* _Text shown_:

ADMINISTRATION AGREEMENT
Exhibit (h)(1)(g)
ADMINISTRATION AGREEMENT, dated as of February 17, 2012 between Allianz Funds (the “Trust”), a
Massachusetts business trust, on behalf of the Allianz Global Investors Money Market Fund (the
“Fund”), a series of the Trust, and Allianz Global Investors Fund Management LLC (the
“Administrator”), a limited liability company organized under the laws of Delaware (the
“Agreement”).
WITNESSETH:
WHEREAS, the Trust is registered with the Securities and Exchange Commission (the “SEC”) as an
open-end management investment company under the Investment Company Act of 1940, as amended (the
“1940 Act”);
WHEREAS, the Trust is authorized to issue shares of beneficial interest (“Shares”) in separate
series, including the Fund, with each such series representing interests in a separate portfolio of
securities and other assets;
WHEREAS, on or after the effective date of this Agreement, the Fund will offer three Classes
of shares: Institutional II Class, Class A and Class C, of which Class A and Class C shares are
sometimes hereinafter referred to herein as “Retail Class” shares;
WHEREAS, the Trust, on behalf of the Fund, wishes to retain the Administrator to provide or
procure administrative and other services to the Fund and its shareholders;
WHEREAS, the Administrator is willing to furnish and/or to arrange for such services in the
manner and on the terms hereinafter set forth; and
NOW, THEREFORE, in consideration of the premises and mutual covenants herein contained, the
parties agree as follows:
1. Appointment. The Trust, on behalf of the Fund, hereby appoints Allianz Global Investors
Fund Management LLC as the Administrator to provide or procure the administrative and other
services with respect to the Fund for the period and on the terms set forth in this Agreement. The
Administrator accepts such appointment and agrees during such period to render the services herein
set forth for the compensation herein provided.

* _Data shown_:
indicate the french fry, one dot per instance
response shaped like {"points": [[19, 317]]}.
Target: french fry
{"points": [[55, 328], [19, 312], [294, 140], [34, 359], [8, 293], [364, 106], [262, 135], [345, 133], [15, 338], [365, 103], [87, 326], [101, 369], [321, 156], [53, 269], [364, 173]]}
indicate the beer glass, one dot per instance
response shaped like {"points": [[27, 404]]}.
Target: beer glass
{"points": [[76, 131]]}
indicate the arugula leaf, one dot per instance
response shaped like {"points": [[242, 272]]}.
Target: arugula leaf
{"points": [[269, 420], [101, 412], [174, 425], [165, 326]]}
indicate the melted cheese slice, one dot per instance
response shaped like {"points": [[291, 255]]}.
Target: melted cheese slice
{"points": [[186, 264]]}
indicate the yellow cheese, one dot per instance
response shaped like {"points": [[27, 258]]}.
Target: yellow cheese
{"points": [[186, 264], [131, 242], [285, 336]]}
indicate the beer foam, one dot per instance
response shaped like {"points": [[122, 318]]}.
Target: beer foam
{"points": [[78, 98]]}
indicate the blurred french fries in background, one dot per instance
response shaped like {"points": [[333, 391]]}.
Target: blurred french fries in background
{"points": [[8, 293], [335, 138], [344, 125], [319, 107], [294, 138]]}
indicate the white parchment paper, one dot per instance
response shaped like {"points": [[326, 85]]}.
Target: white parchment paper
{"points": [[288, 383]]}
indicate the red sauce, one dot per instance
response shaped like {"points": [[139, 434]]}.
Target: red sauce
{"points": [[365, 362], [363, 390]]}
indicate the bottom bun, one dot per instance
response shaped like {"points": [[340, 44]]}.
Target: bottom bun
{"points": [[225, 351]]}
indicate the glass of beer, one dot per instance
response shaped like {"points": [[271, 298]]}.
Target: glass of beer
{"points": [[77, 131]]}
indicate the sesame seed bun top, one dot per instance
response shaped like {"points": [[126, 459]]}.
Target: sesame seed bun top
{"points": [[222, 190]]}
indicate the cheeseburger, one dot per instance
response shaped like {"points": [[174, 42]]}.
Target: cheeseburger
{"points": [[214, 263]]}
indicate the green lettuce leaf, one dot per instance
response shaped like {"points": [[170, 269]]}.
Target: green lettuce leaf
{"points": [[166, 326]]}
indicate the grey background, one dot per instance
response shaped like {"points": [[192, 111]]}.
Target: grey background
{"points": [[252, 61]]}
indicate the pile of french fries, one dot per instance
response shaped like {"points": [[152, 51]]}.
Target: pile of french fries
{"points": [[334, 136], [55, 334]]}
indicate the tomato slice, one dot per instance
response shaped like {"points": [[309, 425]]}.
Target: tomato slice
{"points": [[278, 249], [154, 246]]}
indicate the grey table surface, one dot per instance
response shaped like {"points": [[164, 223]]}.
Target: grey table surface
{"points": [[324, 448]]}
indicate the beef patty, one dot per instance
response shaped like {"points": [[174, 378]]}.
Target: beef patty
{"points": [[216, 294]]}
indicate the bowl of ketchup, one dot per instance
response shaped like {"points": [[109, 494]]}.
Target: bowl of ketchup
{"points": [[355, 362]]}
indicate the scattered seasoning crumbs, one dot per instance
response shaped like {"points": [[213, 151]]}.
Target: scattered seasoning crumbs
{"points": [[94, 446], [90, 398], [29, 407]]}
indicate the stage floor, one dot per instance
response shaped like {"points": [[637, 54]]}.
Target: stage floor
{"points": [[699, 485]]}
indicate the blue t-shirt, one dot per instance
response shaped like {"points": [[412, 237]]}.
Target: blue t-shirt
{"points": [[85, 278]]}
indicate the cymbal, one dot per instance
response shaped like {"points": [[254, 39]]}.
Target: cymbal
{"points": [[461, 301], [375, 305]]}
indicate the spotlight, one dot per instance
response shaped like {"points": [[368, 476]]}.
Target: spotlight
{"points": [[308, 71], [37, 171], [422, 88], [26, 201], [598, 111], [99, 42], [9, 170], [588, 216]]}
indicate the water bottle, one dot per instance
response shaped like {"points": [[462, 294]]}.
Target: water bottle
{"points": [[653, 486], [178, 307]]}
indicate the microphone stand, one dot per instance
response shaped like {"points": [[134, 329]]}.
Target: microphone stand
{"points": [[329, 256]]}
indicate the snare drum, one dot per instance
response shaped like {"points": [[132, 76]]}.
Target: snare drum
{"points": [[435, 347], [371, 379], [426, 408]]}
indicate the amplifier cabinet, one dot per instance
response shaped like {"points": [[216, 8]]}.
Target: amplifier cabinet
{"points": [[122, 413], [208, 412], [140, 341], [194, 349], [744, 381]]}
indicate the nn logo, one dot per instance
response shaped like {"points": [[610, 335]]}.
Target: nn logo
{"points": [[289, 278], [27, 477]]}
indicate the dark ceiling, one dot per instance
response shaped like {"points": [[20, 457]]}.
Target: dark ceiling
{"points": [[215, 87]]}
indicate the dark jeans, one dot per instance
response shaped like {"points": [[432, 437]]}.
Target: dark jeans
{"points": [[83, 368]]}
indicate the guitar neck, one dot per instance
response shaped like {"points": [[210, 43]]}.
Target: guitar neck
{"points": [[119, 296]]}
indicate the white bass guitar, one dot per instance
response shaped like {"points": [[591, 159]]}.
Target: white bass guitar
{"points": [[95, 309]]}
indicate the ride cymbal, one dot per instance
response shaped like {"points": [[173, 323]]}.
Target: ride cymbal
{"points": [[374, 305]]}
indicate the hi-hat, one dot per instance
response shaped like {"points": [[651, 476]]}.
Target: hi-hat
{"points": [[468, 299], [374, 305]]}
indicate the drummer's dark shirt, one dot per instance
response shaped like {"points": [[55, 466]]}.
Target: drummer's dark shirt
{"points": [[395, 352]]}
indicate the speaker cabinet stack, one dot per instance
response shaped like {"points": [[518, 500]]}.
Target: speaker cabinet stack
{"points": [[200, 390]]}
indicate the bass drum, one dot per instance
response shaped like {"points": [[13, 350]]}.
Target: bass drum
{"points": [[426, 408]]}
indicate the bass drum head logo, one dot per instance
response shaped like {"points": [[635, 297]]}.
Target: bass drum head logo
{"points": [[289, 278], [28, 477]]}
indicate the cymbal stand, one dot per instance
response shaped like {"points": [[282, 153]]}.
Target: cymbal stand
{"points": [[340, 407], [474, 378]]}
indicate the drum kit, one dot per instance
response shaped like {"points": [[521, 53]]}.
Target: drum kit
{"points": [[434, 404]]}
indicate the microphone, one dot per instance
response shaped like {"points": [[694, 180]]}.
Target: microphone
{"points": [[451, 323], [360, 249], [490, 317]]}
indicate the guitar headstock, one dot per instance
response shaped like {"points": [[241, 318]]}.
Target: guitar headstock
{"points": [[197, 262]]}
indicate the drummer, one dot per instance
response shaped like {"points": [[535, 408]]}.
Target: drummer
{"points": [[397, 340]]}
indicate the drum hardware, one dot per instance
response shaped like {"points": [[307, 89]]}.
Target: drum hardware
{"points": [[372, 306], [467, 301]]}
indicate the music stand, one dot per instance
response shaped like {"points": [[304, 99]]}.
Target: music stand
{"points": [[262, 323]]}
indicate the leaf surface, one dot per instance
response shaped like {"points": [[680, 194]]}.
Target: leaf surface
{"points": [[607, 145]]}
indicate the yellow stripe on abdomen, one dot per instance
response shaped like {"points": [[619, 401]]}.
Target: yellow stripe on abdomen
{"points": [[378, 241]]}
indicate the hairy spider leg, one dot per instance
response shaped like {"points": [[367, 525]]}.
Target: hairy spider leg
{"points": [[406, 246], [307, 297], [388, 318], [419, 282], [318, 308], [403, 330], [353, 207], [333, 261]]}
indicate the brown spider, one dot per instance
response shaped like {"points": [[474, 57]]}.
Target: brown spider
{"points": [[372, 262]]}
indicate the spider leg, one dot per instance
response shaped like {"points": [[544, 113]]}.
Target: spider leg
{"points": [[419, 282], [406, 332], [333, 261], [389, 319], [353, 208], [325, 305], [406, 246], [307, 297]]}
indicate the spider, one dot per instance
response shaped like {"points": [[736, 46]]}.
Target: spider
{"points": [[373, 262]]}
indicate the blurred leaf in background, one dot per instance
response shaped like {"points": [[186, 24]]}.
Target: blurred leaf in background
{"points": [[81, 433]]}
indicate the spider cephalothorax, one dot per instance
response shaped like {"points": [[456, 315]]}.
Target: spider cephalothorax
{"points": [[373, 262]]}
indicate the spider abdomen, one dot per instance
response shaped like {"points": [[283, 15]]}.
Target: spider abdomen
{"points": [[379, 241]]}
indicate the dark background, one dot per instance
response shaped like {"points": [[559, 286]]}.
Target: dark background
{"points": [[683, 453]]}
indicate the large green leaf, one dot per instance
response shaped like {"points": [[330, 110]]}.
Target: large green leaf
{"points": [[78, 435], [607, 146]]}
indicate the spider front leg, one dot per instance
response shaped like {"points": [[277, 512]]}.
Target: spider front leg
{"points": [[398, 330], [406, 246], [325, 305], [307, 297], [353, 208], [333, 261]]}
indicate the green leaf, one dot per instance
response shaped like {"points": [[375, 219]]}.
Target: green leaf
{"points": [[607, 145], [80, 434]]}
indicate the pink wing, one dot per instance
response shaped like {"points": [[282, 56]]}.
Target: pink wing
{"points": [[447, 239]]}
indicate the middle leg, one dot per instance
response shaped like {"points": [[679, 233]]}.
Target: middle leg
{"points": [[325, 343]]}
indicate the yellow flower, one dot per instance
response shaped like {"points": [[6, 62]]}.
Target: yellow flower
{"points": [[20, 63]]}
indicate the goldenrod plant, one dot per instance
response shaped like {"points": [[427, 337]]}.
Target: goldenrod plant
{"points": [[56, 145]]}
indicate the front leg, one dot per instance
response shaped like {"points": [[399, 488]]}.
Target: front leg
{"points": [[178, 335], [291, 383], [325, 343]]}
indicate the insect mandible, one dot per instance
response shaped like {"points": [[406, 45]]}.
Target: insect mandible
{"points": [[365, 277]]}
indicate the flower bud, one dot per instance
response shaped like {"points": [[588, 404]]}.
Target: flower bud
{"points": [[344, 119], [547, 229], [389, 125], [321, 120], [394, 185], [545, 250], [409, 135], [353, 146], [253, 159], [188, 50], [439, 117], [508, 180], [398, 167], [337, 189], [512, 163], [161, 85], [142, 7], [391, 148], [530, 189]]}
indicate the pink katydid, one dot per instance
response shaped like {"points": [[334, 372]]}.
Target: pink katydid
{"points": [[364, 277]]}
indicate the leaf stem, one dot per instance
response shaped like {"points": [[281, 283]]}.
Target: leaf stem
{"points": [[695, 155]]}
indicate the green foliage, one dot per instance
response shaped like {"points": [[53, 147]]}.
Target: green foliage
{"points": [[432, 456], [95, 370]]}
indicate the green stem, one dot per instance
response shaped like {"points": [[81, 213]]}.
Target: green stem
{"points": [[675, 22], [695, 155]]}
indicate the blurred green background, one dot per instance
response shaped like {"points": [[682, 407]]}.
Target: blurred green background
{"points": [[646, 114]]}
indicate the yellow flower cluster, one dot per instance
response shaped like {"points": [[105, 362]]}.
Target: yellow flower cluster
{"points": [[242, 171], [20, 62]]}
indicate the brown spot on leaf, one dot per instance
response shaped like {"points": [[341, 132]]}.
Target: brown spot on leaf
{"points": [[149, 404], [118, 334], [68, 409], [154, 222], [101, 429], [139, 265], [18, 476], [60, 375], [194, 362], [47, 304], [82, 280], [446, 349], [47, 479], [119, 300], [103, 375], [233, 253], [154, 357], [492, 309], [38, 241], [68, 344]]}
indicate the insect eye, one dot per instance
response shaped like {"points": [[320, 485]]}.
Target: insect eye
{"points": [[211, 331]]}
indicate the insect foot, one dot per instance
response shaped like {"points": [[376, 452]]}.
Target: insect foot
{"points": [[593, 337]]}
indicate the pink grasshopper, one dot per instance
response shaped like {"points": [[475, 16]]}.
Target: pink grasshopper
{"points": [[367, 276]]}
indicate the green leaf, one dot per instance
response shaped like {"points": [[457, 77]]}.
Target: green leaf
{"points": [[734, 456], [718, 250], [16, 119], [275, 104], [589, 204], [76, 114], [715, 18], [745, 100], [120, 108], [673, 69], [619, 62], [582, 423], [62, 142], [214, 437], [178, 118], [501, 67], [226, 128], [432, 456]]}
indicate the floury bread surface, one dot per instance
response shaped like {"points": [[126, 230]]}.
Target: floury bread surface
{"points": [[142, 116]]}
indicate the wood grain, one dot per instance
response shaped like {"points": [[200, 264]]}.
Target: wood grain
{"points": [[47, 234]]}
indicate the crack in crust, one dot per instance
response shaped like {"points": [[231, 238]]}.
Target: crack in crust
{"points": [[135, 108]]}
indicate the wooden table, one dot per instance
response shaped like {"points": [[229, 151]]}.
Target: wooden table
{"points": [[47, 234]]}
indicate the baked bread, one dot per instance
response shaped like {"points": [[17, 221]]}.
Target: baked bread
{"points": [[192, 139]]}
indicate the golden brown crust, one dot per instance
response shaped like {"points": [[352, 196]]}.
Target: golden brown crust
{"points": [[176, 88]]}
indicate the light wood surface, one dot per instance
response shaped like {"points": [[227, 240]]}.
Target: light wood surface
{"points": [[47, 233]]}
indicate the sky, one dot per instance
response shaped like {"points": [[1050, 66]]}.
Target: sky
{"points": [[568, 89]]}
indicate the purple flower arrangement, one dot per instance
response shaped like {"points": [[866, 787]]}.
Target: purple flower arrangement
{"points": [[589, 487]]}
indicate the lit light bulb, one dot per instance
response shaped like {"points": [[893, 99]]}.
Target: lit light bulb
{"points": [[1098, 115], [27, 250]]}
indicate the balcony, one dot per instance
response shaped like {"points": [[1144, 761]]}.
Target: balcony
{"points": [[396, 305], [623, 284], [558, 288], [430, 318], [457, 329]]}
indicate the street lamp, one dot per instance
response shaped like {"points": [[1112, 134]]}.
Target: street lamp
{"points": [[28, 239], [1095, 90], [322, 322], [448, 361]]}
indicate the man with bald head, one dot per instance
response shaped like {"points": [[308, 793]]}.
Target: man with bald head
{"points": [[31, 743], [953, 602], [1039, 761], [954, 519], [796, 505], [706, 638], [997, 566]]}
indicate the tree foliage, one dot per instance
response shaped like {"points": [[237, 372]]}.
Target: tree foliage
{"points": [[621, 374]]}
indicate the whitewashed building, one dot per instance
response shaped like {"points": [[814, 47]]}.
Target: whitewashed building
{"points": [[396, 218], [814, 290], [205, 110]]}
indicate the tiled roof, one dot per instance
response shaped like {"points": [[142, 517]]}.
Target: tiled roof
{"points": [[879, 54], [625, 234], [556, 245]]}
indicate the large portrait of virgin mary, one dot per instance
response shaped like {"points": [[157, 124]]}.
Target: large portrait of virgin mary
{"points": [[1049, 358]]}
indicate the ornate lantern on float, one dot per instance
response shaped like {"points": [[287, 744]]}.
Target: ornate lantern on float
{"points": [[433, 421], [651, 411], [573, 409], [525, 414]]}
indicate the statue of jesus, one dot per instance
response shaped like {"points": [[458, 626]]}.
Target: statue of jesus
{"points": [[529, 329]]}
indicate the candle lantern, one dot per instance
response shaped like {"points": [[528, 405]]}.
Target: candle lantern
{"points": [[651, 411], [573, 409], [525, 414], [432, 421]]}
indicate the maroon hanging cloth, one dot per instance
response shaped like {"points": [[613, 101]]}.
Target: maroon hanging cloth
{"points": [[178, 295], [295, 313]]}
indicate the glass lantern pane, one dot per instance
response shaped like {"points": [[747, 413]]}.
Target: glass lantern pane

* _Work to do_: According to the administration agreement, which three classes of shares will the Fund offer on or after the agreement's effective date? The material plays no part in what comes next.

* _Solution to the problem_: Institutional II Class, Class A and Class C.